─── Text excerpt ───

By PAUL NEWBERRY
ATLANTA – Bobby Miller took a while to get spiffed up after his big league debut.
His Los Angeles Dodgers teammates celebrated Miller’s winning performance with an impromptu beer shower that expanded to include some other clubhouse condiments.
“Ketchup, mustard, relish, beer – there was pretty nasty stuff poured on me,” Miller said, beaming at his locker after a hose-down. “I loved every second of it. It was awesome.”
Miller got started on what the Dodgers hope will be a long career in the majors by winning a duel of hard-throwing pitchers. He allowed one run over five innings as Los Angeles cruised to an 8-1 victory over Spencer Strider and the Atlanta Braves on Tuesday night.
J.D. Martinez and Jason Heyward homered for the Dodgers, who also got three RBIs from Will Smith.
But Miller was the one getting all the attention afterward. Cheered on by more than two dozen family and friends who hastily made the trip to Atlanta after his call-up from Triple-A, he hardly looked like a guy who was doing it all for the first time.

─── Dataset excerpt ───

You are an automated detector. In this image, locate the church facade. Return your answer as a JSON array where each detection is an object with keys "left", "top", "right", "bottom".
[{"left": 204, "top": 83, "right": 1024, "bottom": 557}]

───

» Exercise task 1
Summarize the article on Bobby Miller's debut in two sentences.
» Exercise task 2
Write the next part of the article on Bobby Miller's debut, picking up after its final sentence.
The data is separate material and has no connection to the article on Bobby Miller's debut.

» Reply 1
Bobby Miller allowed one run over five innings in his big league debut as the Los Angeles Dodgers beat Spencer Strider and the Atlanta Braves 8-1 on Tuesday night, with J.D. Martinez and Jason Heyward homering and Will Smith driving in three runs. Afterward, his teammates doused him with beer and clubhouse condiments, and Miller said he loved every second of it.

» Reply 2
“He was really impressive,” Dodgers manager Dave Roberts said. “I thought he showed a lot of poise. He did a great job of managing his emotions and showed just just enough edginess.”
Strider fanned 11 hitters to add to his MLB-leading strikeout total – his fourth start this season with double-digit Ks and 10th of his young career.
It wasn’t enough to best the rookie in L.A. blue, especially after Strider (4-2) surrendered a second-inning homer to Heyward and the Dodgers wound up scoring two more unearned runs that inning with an assist from Matt Olson’s error.
Miller (1-0) took it from there. After a bit of a shaky start, the 24-year-old right-hander settled himself and blew away the Braves with a fastball that consistently clocked at 100 mph and an impressive slider and changeup that kept the home team off balance.
He surrendered four hits, walked one and struck out five before turning it over to the bullpen. Four relievers worked one scoreless inning apiece to stifle the Braves.
Martinez made it a rout with a three-run homer in the ninth off Michael Tonkin.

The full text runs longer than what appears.